▸ **Goal**: Repeat every record below exactly as it appears.

▸ **Given data**:
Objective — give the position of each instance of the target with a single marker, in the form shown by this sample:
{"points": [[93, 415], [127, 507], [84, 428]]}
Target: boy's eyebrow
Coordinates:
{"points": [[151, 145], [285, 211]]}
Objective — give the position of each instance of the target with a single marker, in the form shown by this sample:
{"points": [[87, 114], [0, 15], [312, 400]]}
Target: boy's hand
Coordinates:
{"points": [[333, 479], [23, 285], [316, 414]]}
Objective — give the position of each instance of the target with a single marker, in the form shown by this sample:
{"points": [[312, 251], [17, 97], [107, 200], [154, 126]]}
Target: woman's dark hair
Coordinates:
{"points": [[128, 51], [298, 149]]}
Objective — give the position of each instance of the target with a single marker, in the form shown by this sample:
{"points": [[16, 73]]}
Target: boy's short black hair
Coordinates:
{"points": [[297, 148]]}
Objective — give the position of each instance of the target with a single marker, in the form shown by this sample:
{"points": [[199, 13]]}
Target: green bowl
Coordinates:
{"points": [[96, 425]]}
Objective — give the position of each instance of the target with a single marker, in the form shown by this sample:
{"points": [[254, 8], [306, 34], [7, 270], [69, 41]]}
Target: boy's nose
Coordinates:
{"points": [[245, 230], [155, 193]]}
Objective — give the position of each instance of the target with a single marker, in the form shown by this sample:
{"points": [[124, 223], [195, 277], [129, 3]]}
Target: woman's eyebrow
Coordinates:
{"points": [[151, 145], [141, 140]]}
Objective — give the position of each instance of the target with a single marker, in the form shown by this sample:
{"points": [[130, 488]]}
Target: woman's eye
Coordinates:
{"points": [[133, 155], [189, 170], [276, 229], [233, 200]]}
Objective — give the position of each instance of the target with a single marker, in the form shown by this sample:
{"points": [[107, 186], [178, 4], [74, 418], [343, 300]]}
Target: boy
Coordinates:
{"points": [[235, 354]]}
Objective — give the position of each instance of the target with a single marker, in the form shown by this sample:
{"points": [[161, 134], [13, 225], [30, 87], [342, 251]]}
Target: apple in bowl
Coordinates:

▸ **Response**:
Objective — give the position of each instance of the target with a single marker, in the form shown by this sample:
{"points": [[93, 415], [127, 507], [84, 428]]}
Target: boy's eyebrow
Coordinates:
{"points": [[151, 145], [285, 211]]}
Objective — give the position of each instance of the target with a single marker, in the form shown by this sample:
{"points": [[87, 114], [0, 15], [312, 400]]}
Target: boy's hand
Coordinates:
{"points": [[333, 479], [23, 285], [316, 414]]}
Objective — give the position of each instance of the target with a single marker, in the form shown by this sample:
{"points": [[312, 251], [17, 97], [107, 200], [154, 126]]}
Target: woman's dark hair
Coordinates:
{"points": [[128, 51], [298, 149]]}
Objective — give the position of each instance of the target with a single marker, in the form shown by this sample:
{"points": [[16, 73]]}
Target: boy's short black hair
Coordinates:
{"points": [[297, 148]]}
Objective — give the position of each instance of the target with a single marker, in the form shown by this sample:
{"points": [[199, 13]]}
Target: green bowl
Coordinates:
{"points": [[96, 425]]}
Objective — give the position of each instance of the target with a single marker, in the form shown by this sample:
{"points": [[254, 8], [306, 34], [7, 270], [69, 41]]}
Target: boy's nose
Coordinates:
{"points": [[245, 230], [155, 193]]}
Objective — give the position of each instance of the target with a single marker, in the form shown by this sample:
{"points": [[124, 223], [195, 277], [129, 3]]}
Target: woman's eyebrow
Coordinates:
{"points": [[151, 145], [141, 140]]}
Objective — give the position of each instance of the target with a single marker, in the form shown by this sample:
{"points": [[130, 488]]}
Target: woman's eye
Coordinates:
{"points": [[133, 155], [189, 170], [276, 229], [233, 200]]}
Objective — give the position of each instance of the target with a single marker, in the form shown by this sample:
{"points": [[107, 186], [178, 4], [74, 418], [343, 300]]}
Target: boy
Coordinates:
{"points": [[235, 354]]}
Objective — give the position of each instance of the target with a single marker, in the form shown by this sample:
{"points": [[161, 134], [13, 225], [30, 87], [342, 251]]}
Target: apple in bowl
Coordinates:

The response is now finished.